TASK TO COMPLETE -> Using the material below, return exactly the lines between the one holding "183L206 199L209 213L242" and the one holding "positive clicks: (255, 417)", inclusive, and no others.

RECORDS ->

= Beginning of Section =

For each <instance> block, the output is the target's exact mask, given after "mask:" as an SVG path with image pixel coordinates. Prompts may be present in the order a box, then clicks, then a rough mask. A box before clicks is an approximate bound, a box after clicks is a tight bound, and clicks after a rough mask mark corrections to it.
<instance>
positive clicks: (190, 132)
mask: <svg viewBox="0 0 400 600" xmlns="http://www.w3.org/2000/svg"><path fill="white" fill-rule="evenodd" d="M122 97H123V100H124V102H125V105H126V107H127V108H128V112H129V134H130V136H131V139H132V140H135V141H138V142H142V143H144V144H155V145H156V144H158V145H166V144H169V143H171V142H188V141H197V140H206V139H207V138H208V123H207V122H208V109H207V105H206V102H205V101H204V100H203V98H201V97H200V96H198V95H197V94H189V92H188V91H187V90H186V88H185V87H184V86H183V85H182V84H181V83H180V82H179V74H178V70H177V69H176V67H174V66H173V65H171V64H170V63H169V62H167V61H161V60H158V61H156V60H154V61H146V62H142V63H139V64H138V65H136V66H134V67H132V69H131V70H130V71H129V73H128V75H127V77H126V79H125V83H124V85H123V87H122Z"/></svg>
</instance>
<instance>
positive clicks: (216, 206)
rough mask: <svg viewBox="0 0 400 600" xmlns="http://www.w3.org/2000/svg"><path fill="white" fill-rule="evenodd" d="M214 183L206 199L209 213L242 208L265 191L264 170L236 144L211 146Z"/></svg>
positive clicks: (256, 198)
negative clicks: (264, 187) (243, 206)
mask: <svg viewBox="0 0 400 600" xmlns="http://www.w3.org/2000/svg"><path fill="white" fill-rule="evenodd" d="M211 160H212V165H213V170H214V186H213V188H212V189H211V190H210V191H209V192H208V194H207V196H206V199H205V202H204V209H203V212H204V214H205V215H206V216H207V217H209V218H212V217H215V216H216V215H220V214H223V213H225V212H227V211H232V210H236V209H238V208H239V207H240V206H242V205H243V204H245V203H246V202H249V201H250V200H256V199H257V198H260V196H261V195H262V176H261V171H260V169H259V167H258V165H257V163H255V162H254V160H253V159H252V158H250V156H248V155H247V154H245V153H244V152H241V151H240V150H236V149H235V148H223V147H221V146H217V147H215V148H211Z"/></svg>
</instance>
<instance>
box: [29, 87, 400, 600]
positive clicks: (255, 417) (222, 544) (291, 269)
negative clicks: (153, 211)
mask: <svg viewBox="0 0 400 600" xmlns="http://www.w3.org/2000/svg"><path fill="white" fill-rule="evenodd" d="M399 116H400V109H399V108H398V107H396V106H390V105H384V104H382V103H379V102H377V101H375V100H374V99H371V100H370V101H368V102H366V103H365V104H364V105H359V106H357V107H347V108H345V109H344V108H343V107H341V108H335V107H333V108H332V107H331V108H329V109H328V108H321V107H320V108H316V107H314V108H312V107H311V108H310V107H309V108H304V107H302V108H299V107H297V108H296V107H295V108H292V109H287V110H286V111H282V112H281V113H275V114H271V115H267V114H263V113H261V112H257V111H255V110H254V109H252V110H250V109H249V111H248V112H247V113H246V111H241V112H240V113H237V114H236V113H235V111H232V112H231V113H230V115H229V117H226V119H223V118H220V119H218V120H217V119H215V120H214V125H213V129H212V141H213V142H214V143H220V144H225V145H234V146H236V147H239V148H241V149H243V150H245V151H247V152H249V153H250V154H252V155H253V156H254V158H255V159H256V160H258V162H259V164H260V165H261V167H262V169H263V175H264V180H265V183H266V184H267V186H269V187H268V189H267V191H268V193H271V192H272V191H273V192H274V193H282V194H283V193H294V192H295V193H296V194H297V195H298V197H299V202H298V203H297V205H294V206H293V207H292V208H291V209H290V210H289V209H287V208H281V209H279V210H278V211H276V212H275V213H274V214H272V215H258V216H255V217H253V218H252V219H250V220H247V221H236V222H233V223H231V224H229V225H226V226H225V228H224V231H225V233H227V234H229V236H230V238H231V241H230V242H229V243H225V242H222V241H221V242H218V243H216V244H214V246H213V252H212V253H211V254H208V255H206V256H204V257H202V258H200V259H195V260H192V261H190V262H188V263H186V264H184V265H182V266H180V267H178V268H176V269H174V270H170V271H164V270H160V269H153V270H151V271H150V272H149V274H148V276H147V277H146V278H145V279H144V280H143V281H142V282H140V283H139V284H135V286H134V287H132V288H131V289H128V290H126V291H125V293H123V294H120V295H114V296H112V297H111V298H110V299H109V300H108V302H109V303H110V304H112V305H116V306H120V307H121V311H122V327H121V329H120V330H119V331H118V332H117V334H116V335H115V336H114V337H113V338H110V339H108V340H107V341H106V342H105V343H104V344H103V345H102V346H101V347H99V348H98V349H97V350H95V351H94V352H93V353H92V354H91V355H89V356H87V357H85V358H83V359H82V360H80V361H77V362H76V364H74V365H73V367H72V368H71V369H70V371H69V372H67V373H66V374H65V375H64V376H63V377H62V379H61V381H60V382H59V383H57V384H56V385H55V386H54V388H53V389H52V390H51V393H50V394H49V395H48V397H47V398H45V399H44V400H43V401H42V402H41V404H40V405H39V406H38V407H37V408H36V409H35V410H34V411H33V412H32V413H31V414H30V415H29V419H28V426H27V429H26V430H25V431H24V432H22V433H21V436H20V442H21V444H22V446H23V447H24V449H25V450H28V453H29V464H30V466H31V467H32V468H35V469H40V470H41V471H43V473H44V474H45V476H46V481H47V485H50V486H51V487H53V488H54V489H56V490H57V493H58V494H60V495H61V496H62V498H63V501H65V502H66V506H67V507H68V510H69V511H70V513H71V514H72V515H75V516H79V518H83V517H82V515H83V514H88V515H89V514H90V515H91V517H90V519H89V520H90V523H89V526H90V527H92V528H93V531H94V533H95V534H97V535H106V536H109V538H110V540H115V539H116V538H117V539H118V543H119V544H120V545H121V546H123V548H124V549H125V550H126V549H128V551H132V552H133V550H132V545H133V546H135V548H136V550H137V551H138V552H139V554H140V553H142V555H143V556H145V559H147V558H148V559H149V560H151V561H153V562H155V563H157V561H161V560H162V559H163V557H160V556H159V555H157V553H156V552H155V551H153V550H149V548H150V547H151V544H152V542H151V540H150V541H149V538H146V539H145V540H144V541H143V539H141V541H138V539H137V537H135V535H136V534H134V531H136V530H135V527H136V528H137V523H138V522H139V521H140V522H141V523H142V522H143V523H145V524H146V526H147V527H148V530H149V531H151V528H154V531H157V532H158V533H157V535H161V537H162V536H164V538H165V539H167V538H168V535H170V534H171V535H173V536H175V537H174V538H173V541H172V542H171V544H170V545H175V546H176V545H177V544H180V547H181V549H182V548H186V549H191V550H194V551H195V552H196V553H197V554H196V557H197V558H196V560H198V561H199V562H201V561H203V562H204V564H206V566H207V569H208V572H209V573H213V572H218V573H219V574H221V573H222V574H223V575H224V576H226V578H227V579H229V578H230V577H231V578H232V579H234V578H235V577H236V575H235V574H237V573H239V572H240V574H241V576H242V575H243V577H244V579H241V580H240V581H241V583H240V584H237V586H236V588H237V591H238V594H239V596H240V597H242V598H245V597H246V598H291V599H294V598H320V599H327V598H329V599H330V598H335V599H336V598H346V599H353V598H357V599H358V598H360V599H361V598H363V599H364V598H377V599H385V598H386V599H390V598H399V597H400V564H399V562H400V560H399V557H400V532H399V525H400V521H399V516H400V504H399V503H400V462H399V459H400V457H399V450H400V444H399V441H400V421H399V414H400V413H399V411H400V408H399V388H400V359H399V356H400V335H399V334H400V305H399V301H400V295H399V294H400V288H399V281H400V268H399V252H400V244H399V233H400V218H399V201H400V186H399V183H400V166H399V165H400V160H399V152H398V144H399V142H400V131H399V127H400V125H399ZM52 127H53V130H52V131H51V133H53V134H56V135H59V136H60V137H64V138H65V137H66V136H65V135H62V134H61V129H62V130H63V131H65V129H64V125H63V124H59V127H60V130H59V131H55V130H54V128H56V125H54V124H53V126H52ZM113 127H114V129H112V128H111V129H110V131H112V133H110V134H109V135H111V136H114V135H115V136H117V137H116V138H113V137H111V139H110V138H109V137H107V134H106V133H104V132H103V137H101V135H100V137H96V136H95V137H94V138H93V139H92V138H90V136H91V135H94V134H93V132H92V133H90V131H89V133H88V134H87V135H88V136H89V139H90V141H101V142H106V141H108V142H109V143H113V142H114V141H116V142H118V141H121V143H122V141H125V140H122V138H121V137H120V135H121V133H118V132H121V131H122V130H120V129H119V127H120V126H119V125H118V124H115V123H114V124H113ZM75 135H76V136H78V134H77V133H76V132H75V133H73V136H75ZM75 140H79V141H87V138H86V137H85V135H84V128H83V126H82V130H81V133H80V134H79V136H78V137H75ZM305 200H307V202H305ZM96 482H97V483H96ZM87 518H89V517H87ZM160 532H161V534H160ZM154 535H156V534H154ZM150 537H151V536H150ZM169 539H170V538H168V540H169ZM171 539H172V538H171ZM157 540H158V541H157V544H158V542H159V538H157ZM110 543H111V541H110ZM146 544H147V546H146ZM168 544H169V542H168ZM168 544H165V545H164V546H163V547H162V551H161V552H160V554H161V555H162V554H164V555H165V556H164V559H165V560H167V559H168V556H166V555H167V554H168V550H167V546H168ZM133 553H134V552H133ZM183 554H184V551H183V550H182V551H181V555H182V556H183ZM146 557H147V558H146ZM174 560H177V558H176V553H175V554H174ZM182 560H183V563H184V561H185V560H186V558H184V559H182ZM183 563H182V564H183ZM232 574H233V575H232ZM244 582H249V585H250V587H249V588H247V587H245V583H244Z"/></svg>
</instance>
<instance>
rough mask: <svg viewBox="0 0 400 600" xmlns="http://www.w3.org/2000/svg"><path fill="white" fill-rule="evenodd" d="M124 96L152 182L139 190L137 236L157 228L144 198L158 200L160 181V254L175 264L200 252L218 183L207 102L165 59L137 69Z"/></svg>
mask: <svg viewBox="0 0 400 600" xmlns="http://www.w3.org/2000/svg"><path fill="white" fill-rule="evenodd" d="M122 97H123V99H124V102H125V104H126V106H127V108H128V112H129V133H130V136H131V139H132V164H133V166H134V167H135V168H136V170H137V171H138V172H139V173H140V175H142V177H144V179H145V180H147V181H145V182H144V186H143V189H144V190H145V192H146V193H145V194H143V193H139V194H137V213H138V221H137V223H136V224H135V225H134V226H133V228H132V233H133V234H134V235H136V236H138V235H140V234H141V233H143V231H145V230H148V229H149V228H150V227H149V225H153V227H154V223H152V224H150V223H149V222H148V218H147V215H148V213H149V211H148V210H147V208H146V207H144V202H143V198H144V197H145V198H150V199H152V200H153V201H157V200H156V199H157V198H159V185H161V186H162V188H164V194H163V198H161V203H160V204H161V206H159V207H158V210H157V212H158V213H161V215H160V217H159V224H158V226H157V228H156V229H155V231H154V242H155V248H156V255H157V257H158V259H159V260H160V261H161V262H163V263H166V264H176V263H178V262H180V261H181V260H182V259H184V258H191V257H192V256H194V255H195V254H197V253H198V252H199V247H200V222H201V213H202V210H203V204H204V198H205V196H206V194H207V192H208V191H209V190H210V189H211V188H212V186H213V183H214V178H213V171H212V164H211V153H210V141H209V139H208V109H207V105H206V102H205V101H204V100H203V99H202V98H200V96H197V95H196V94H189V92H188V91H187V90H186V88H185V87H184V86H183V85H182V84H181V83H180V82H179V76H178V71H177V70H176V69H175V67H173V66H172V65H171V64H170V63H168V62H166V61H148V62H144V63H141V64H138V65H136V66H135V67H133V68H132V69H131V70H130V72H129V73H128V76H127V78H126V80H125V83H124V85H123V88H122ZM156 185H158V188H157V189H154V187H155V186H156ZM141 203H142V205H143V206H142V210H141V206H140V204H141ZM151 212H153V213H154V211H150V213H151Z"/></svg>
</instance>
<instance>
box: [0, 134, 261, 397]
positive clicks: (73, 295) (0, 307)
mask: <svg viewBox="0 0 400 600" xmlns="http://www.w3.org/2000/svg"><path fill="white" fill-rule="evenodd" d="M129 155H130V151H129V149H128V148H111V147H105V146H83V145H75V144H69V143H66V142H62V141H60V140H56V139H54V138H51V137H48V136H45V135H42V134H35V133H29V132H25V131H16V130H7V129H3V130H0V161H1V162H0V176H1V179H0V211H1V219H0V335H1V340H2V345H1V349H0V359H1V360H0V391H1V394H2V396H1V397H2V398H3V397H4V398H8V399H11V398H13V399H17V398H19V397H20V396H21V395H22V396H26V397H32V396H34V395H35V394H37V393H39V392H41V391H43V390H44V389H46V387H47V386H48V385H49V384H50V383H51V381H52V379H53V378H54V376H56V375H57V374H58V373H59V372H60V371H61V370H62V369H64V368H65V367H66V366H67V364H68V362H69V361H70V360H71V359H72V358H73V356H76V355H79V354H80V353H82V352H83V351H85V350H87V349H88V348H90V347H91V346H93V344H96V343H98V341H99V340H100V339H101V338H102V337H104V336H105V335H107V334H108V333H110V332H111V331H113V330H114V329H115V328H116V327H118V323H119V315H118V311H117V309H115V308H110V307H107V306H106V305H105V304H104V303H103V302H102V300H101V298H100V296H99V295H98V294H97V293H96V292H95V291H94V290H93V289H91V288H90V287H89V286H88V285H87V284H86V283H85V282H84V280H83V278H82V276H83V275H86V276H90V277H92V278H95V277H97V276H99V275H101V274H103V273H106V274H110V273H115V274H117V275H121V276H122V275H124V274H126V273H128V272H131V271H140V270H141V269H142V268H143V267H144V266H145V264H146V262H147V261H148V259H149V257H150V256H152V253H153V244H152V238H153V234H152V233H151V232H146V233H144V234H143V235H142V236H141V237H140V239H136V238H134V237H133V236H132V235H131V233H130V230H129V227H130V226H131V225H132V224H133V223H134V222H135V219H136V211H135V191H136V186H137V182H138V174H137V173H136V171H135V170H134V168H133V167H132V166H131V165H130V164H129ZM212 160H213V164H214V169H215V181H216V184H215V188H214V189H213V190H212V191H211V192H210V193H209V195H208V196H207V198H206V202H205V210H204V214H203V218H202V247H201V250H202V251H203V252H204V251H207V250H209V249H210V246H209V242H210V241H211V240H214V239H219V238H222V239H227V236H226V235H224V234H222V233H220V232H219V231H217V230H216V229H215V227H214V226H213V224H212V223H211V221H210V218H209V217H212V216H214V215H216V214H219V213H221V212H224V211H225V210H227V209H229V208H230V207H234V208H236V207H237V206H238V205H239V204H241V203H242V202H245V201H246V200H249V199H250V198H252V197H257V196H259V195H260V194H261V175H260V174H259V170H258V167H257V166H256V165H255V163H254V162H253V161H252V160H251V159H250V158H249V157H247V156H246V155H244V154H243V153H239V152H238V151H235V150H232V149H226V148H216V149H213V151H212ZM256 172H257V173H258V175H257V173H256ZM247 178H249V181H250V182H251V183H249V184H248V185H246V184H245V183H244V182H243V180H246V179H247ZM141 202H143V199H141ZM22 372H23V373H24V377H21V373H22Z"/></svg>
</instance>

= End of Section =

OUTPUT OF THE TASK ->
rough mask: <svg viewBox="0 0 400 600" xmlns="http://www.w3.org/2000/svg"><path fill="white" fill-rule="evenodd" d="M214 183L206 199L209 213L242 208L265 191L264 170L236 144L211 146Z"/></svg>
positive clicks: (256, 198)
negative clicks: (264, 187) (243, 206)
mask: <svg viewBox="0 0 400 600" xmlns="http://www.w3.org/2000/svg"><path fill="white" fill-rule="evenodd" d="M211 160H212V165H213V170H214V186H213V188H212V189H211V190H210V191H209V192H208V194H207V196H206V199H205V202H204V209H203V212H204V214H205V215H206V216H207V217H209V218H212V217H215V216H216V215H220V214H223V213H225V212H227V211H232V210H236V209H238V208H239V207H240V206H242V205H243V204H245V203H246V202H249V201H250V200H256V199H257V198H260V196H261V195H262V176H261V171H260V169H259V167H258V165H257V163H255V162H254V160H253V159H252V158H250V156H248V155H247V154H245V153H244V152H241V151H240V150H236V149H235V148H223V147H221V146H217V147H215V148H211Z"/></svg>
</instance>
<instance>
box: [29, 87, 400, 600]
positive clicks: (255, 417) (222, 544) (291, 269)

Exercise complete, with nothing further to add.